- [Texte proposé]:
------------------------------------------------------------------------
Cependant, les révisionnistes ne furent pas expulsés et de manière régulière ils revenaient à la charge. Ils synthétisaient leur ligne, comme avec l’ouvrage d’Eduard Bernstein, Les conditions requises pour le socialisme et les tâches de la social-démocratie, en février 1899.

Les conditions requises pour le socialisme et les tâches de la social-démocratie,
édition de 1906

On a ici un aspect prégnant dans la social-démocratie, le souci de l’unité à tout prix, au-delà de la question programmatique et des besoins organisationnels. Le principal responsable de ce positionnement centriste est Karl Kautsky, au grand dam de la gauche du Parti – Wilhelm Liebknecht, Clara Zetkine, Rosa Luxembourg, Franz Mehring.

Karl Kautsky avait une conception philosophique évolutionniste, largement influencé par le darwinisme. Le matérialisme historique était pour lui tout à fait juste, mais il l’appréhendait formellement, par incompréhension du matérialisme dialectique. Avec l’irruption du révisionnisme, son positionnement commença à devenir intenable et le basculement vers la droite commença.

Ainsi, au congrès de 1899 à Hanovre, August Bebel fit une motion de dénonciation du révisionnisme, voté par 216 voix contre 21. Mais il n’eut aucune conséquence, aucune rupture n’en étant la conséquence.

>Retour au dossier sur les crises de la seconde Internationale

Karl Kautsky contre la révolution russe

En 1919, Karl Kautsky publia Domination populaire ou domination de la violence et son point de vue est très simple. Les Alliés ont gagné la guerre, car leur prolétariat les a soutenu, la lutte s’étant présentée selon lui comme une lutte contre le militarisme et l’autocratie.

Pour cette raison, le prolétariat ne pourra désormais plus que prolonger sa logique de revendications et le socialisme apparaîtra comme nécessaire, sans même une révolution violente.

Cela montre à quel point Karl Kautsky n’a en rien saisi la nature de l’impérialisme, que Lénine a justement défini.
------------------------------------------------------------------------
- [Consigne a]:
Répondez aux questions suivantes d'après le texte proposé :
(i) En quel mois et en quelle année parut l'ouvrage d'Eduard Bernstein sur les conditions requises pour le socialisme ?
(ii) Par combien de voix la motion d'August Bebel contre le révisionnisme fut-elle votée au congrès de Hanovre ?
(iii) Quel ouvrage Karl Kautsky publia-t-il en 1919 ?
------------------------------------------------------------------------
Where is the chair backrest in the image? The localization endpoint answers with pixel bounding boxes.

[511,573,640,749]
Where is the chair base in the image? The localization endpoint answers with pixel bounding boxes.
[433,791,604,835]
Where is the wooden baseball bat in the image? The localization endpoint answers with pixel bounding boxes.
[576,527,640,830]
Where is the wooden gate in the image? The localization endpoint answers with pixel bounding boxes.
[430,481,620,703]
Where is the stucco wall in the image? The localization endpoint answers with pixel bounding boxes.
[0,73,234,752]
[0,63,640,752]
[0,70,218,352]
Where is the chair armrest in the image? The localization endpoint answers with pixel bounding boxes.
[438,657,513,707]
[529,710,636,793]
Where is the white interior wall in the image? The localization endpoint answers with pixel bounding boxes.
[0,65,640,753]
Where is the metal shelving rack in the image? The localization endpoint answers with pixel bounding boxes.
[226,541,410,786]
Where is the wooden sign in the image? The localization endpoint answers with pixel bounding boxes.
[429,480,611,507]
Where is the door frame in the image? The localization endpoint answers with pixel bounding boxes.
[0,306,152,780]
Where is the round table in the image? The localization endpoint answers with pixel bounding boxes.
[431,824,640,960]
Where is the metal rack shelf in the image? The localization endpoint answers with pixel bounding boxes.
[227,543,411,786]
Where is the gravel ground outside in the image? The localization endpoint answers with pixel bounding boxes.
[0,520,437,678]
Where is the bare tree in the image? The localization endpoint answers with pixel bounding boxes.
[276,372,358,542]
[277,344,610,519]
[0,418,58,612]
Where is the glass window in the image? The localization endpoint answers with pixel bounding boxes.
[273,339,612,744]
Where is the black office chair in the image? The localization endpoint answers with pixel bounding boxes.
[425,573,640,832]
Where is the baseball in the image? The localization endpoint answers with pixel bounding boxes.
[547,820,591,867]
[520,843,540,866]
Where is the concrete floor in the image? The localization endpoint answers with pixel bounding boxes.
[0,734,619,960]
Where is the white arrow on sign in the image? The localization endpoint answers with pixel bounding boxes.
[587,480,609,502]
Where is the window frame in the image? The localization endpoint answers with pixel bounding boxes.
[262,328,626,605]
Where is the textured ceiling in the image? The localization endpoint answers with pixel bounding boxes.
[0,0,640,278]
------------------------------------------------------------------------
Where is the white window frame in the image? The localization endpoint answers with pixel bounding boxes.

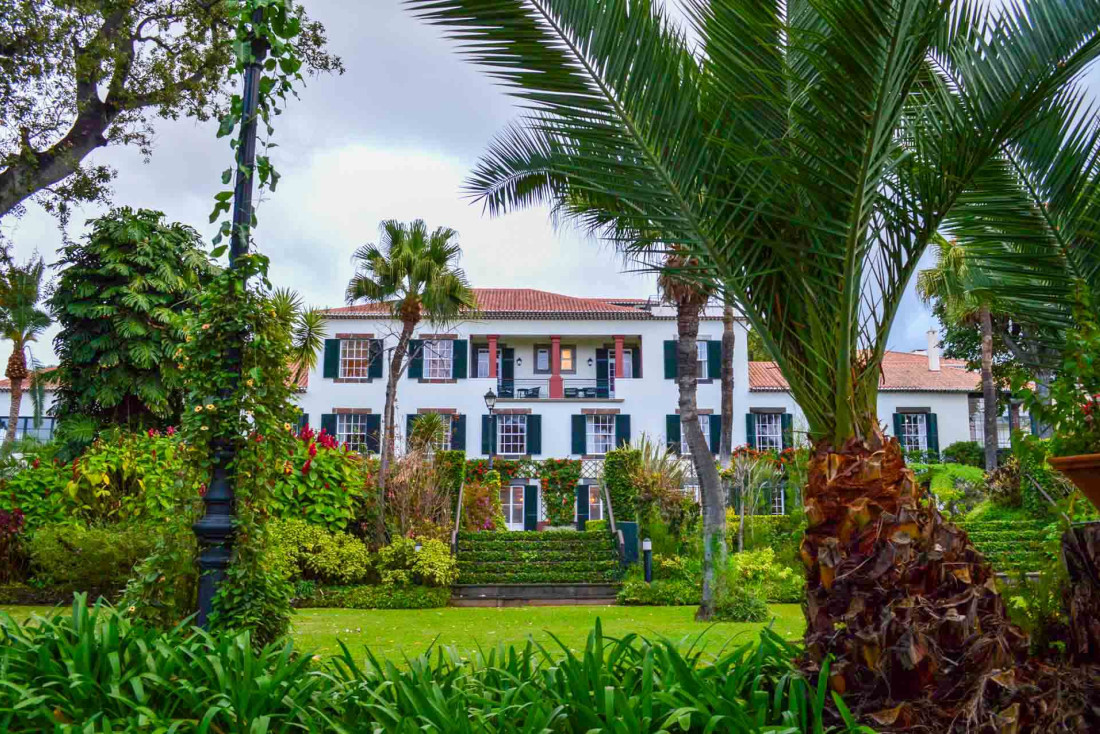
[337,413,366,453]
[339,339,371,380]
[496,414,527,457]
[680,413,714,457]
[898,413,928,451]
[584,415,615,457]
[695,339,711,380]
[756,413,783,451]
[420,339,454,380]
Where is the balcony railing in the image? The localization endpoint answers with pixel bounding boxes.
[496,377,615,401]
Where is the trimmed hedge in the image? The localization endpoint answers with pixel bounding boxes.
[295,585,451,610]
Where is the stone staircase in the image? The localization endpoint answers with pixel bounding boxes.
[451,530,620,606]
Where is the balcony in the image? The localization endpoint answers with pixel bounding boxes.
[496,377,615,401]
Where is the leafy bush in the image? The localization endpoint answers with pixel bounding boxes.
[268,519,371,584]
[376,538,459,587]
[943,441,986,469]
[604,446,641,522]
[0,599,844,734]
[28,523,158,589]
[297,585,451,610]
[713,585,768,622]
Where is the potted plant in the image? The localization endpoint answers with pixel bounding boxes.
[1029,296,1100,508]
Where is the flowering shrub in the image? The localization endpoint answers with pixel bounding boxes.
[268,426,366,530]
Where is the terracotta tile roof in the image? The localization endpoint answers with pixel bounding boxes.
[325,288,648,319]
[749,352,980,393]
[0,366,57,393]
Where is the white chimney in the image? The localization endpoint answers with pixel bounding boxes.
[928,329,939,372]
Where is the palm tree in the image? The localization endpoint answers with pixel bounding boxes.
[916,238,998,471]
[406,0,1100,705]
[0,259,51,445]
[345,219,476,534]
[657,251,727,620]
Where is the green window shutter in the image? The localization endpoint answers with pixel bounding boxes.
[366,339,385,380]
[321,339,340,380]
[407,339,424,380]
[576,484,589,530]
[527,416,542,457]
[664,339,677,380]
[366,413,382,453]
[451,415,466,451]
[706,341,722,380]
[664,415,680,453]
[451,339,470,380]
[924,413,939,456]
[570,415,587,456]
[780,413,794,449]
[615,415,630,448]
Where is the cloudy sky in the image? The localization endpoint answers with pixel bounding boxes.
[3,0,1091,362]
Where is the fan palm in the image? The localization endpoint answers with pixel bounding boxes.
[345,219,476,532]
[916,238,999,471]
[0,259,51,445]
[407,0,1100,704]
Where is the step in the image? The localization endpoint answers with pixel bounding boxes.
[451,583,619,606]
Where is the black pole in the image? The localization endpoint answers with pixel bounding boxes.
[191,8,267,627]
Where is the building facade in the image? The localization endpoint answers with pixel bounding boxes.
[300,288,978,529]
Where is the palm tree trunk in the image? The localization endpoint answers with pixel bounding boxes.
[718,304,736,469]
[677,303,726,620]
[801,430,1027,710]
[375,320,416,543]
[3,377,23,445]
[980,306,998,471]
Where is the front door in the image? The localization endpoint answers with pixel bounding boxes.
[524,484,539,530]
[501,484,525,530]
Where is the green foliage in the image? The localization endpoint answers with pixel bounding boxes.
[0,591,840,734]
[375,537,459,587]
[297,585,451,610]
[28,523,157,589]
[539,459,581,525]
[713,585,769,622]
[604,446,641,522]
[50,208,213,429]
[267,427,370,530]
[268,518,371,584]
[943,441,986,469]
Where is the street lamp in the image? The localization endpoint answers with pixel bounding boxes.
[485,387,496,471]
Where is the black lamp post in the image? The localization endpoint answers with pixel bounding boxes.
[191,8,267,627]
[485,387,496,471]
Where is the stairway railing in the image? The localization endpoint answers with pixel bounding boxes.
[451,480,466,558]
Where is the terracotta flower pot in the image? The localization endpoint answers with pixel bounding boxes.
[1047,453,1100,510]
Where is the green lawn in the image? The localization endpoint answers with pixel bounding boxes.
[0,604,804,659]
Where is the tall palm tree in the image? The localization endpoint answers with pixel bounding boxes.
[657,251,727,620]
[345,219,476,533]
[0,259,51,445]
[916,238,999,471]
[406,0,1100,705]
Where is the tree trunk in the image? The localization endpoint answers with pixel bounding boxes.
------------------------------------------------------------------------
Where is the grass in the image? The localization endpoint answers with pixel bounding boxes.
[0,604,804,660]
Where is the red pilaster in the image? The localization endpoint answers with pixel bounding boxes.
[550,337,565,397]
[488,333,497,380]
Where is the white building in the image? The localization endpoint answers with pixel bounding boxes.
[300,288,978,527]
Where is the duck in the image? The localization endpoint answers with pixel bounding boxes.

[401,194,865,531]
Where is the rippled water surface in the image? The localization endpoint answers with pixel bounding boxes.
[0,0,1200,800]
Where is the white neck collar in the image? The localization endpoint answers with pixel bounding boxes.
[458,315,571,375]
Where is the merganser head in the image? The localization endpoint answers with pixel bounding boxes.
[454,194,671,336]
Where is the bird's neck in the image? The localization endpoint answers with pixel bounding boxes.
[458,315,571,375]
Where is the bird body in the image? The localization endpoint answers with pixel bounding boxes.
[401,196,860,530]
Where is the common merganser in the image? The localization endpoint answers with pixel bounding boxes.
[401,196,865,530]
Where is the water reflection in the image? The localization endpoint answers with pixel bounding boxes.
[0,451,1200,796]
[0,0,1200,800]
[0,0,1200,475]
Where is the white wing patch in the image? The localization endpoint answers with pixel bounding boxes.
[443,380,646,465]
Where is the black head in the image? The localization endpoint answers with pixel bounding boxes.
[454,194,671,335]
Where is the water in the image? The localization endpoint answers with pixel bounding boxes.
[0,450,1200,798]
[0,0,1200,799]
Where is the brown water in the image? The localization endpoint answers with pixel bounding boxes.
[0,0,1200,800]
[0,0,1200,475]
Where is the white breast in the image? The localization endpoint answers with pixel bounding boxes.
------------------------------------------------------------------------
- [Consigne b]:
Reprenez intégralement les lignes des enregistrements situées entre celle qui contient « Where is the grass » et celle qui contient « [300,288,978,527] », toutes deux incluses. Ajoutez -13 à chaque nombre des coordonnées des réponses.

- [Corrigé complet a]:
(i) En février 1899.
(ii) Par 216 voix contre 21.
(iii) Domination populaire ou domination de la violence.

- [Corrigé complet b]:
Where is the grass in the image? The localization endpoint answers with pixel bounding boxes.
[-13,591,791,647]
Where is the red pilaster in the image? The localization endpoint answers with pixel bounding boxes.
[537,324,552,384]
[475,320,484,367]
Where is the white building in the image? The localization endpoint answers with pixel bounding boxes.
[287,275,965,514]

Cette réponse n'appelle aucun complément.